Records to process
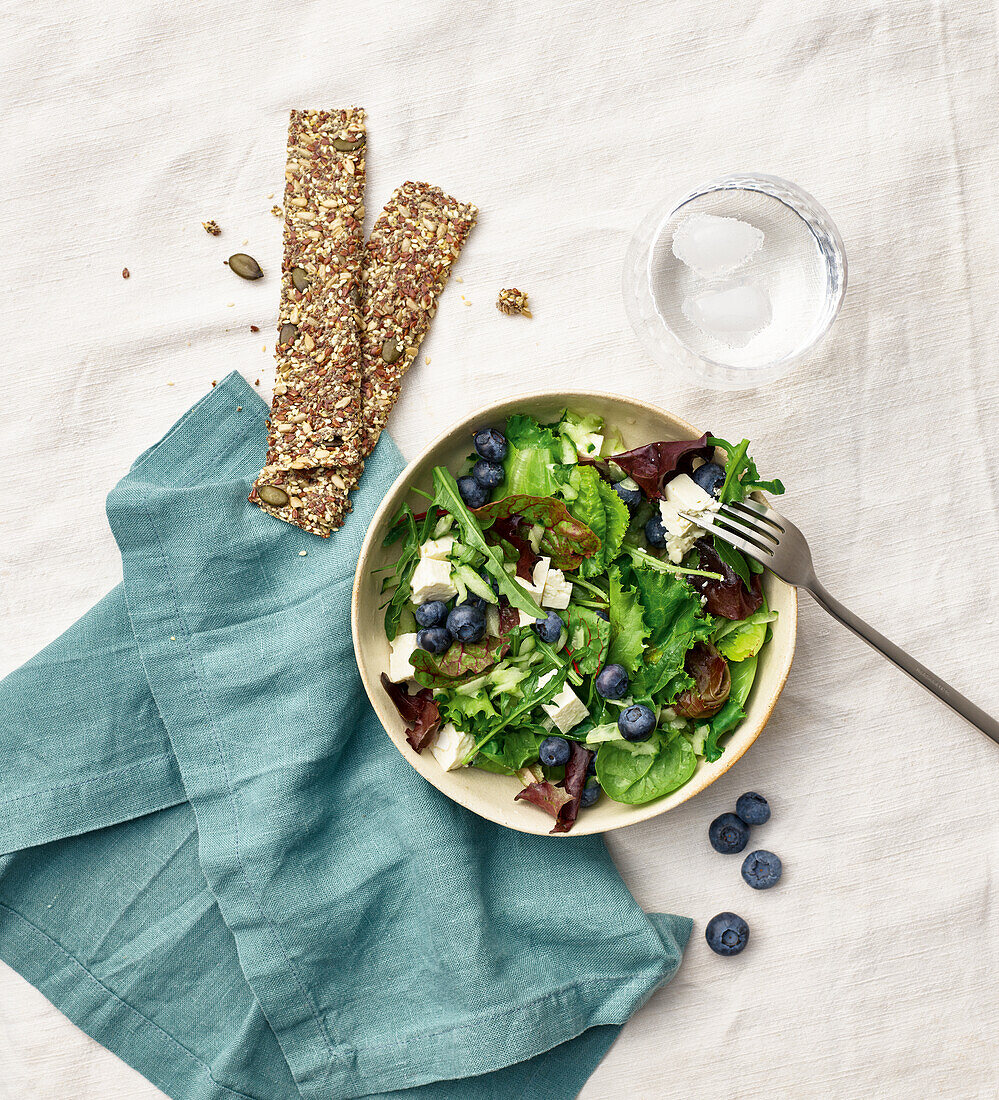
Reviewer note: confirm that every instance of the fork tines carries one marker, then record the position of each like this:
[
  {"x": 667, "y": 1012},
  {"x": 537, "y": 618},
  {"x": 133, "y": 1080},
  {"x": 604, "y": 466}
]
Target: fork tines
[{"x": 749, "y": 526}]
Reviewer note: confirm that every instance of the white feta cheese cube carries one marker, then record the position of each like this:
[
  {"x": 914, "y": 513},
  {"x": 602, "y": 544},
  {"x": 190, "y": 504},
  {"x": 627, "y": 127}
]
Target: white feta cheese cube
[
  {"x": 431, "y": 580},
  {"x": 566, "y": 710},
  {"x": 536, "y": 586},
  {"x": 683, "y": 494},
  {"x": 438, "y": 549},
  {"x": 399, "y": 668},
  {"x": 450, "y": 747},
  {"x": 558, "y": 591}
]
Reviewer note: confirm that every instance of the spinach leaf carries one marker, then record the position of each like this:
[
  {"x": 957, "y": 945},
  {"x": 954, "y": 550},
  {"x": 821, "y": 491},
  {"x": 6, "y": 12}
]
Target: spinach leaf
[
  {"x": 628, "y": 630},
  {"x": 446, "y": 495},
  {"x": 635, "y": 778}
]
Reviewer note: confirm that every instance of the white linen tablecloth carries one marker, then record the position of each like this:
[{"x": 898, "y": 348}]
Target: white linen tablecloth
[{"x": 873, "y": 968}]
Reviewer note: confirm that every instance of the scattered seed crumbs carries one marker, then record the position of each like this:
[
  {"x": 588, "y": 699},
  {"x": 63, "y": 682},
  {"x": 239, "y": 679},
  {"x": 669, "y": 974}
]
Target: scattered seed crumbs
[{"x": 512, "y": 301}]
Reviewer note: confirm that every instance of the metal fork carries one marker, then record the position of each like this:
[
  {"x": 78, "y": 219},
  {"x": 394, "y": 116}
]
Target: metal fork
[{"x": 765, "y": 536}]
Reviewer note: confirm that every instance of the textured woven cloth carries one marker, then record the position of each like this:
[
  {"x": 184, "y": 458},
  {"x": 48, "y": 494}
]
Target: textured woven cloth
[
  {"x": 219, "y": 866},
  {"x": 873, "y": 967}
]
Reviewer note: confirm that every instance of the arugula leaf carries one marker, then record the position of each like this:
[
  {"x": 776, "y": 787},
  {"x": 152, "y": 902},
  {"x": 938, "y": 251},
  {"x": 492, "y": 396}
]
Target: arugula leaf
[
  {"x": 740, "y": 473},
  {"x": 589, "y": 636},
  {"x": 603, "y": 512},
  {"x": 446, "y": 495},
  {"x": 415, "y": 530},
  {"x": 635, "y": 778},
  {"x": 628, "y": 630},
  {"x": 566, "y": 540}
]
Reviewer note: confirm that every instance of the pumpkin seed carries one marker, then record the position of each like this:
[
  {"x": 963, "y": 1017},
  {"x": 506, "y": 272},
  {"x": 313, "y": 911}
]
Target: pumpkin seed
[
  {"x": 245, "y": 266},
  {"x": 271, "y": 494},
  {"x": 392, "y": 350}
]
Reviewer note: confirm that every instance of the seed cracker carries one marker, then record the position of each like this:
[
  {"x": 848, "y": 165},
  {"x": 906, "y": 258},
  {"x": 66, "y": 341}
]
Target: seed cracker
[
  {"x": 316, "y": 410},
  {"x": 413, "y": 245}
]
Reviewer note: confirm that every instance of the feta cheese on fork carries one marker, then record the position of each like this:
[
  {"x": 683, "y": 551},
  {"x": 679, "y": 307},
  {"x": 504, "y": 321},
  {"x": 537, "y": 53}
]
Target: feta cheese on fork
[
  {"x": 431, "y": 580},
  {"x": 403, "y": 647},
  {"x": 683, "y": 494},
  {"x": 558, "y": 591}
]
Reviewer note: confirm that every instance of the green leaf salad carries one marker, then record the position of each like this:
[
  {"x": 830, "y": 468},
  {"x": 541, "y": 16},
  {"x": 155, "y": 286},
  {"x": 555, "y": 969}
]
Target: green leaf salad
[{"x": 553, "y": 617}]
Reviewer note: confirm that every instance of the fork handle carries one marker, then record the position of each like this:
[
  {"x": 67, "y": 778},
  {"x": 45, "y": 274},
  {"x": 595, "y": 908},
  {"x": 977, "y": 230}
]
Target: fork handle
[{"x": 898, "y": 657}]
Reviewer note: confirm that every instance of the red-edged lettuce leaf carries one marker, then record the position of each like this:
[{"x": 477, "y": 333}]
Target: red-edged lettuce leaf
[
  {"x": 567, "y": 540},
  {"x": 728, "y": 597},
  {"x": 419, "y": 712},
  {"x": 464, "y": 661},
  {"x": 655, "y": 463},
  {"x": 712, "y": 679},
  {"x": 460, "y": 661},
  {"x": 561, "y": 800},
  {"x": 508, "y": 530}
]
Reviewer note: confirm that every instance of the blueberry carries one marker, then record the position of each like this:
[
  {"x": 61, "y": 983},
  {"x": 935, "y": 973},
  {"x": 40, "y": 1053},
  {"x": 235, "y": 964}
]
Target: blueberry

Action item
The expected result is the complete listing above, printed exactly, with no pictures.

Output for this exercise
Reviewer note: confirm that every instance of the fork tines carries one marker, then record the position of each like this:
[
  {"x": 667, "y": 1012},
  {"x": 537, "y": 618},
  {"x": 133, "y": 1080},
  {"x": 604, "y": 466}
]
Target: fork tines
[{"x": 749, "y": 526}]
Reviewer note: confirm that every instance of the white feta cheese cube carries one marker, then record the position of each like this:
[
  {"x": 914, "y": 513},
  {"x": 602, "y": 544},
  {"x": 190, "y": 504},
  {"x": 627, "y": 127}
]
Target: white feta cheese cube
[
  {"x": 431, "y": 580},
  {"x": 566, "y": 710},
  {"x": 536, "y": 586},
  {"x": 683, "y": 494},
  {"x": 438, "y": 549},
  {"x": 399, "y": 668},
  {"x": 450, "y": 747},
  {"x": 558, "y": 591}
]
Reviewer note: confirm that every instance of the spinach leaf carries one marker, then record the position of each like this:
[
  {"x": 957, "y": 945},
  {"x": 954, "y": 550},
  {"x": 821, "y": 491},
  {"x": 6, "y": 12}
]
Target: spinach leaf
[
  {"x": 628, "y": 630},
  {"x": 446, "y": 495},
  {"x": 635, "y": 778}
]
Reviewer note: confirm that every instance of the white linen tablecloth carries one marker, then record the position of each like this:
[{"x": 898, "y": 348}]
Target: white linen tablecloth
[{"x": 873, "y": 968}]
Reviewer note: confirm that every instance of the scattered seed crumbs carries one marker, then record the position of each like this:
[
  {"x": 588, "y": 699},
  {"x": 63, "y": 682},
  {"x": 239, "y": 679},
  {"x": 669, "y": 974}
]
Target: scattered seed crumbs
[{"x": 512, "y": 301}]
Reviewer note: confirm that every instance of the metal fork carries one marker, then record the position of each like this:
[
  {"x": 78, "y": 219},
  {"x": 394, "y": 116}
]
Target: metal fork
[{"x": 765, "y": 536}]
Reviewer note: confirm that every instance of the textured woven cloth carries one marker, then record the position of each like this:
[
  {"x": 184, "y": 458},
  {"x": 48, "y": 494}
]
Target: textured woven cloth
[
  {"x": 219, "y": 866},
  {"x": 873, "y": 967}
]
Reviewer note: confirm that every instance of the arugula leaf carries one marker, then record the position of each like this:
[
  {"x": 776, "y": 787},
  {"x": 152, "y": 902},
  {"x": 938, "y": 251},
  {"x": 492, "y": 396}
]
Target: arugula leaf
[
  {"x": 740, "y": 473},
  {"x": 589, "y": 636},
  {"x": 603, "y": 512},
  {"x": 446, "y": 495},
  {"x": 415, "y": 530},
  {"x": 635, "y": 778},
  {"x": 628, "y": 630},
  {"x": 566, "y": 540}
]
Reviewer note: confirm that every instance of the pumpkin seed carries one marker, then record the position of each like this:
[
  {"x": 963, "y": 1017},
  {"x": 506, "y": 272},
  {"x": 313, "y": 911}
]
Target: pumpkin seed
[
  {"x": 245, "y": 266},
  {"x": 271, "y": 494},
  {"x": 392, "y": 350}
]
Reviewer note: confirm that every instance of the seed cracker carries one marker, then record the position of each like this:
[
  {"x": 848, "y": 165},
  {"x": 906, "y": 258},
  {"x": 66, "y": 341}
]
Target: seed cracker
[
  {"x": 316, "y": 410},
  {"x": 413, "y": 245}
]
Reviewer note: confirm that every instance of the feta cheese on fork carries one marker, then record the position of each like this:
[
  {"x": 683, "y": 551},
  {"x": 679, "y": 307},
  {"x": 504, "y": 321},
  {"x": 537, "y": 53}
]
Target: feta cheese on fork
[
  {"x": 431, "y": 580},
  {"x": 403, "y": 647},
  {"x": 683, "y": 494},
  {"x": 558, "y": 591}
]
Reviewer note: confirm that every instance of the green leaf salad carries one marker, then record the position of each like this:
[
  {"x": 830, "y": 468},
  {"x": 541, "y": 16},
  {"x": 155, "y": 286},
  {"x": 555, "y": 969}
]
Target: green leaf salad
[{"x": 553, "y": 617}]
Reviewer note: confirm that every instance of the fork handle carries one marker, then record the position of each like this:
[
  {"x": 67, "y": 778},
  {"x": 45, "y": 274},
  {"x": 595, "y": 908},
  {"x": 977, "y": 230}
]
Target: fork handle
[{"x": 898, "y": 657}]
Reviewer note: confirm that every instance of the red-edged lettuce leaf carries one marker, then record the position of each like this:
[{"x": 477, "y": 333}]
Target: red-edged lettuce leaf
[
  {"x": 567, "y": 540},
  {"x": 728, "y": 597},
  {"x": 419, "y": 712},
  {"x": 464, "y": 661},
  {"x": 655, "y": 463},
  {"x": 712, "y": 679},
  {"x": 460, "y": 661},
  {"x": 561, "y": 800},
  {"x": 508, "y": 530}
]
Reviewer note: confirm that every instance of the blueberry carries one marker, then record the position of each like this:
[
  {"x": 61, "y": 983},
  {"x": 935, "y": 973},
  {"x": 40, "y": 1053},
  {"x": 235, "y": 964}
]
Target: blueberry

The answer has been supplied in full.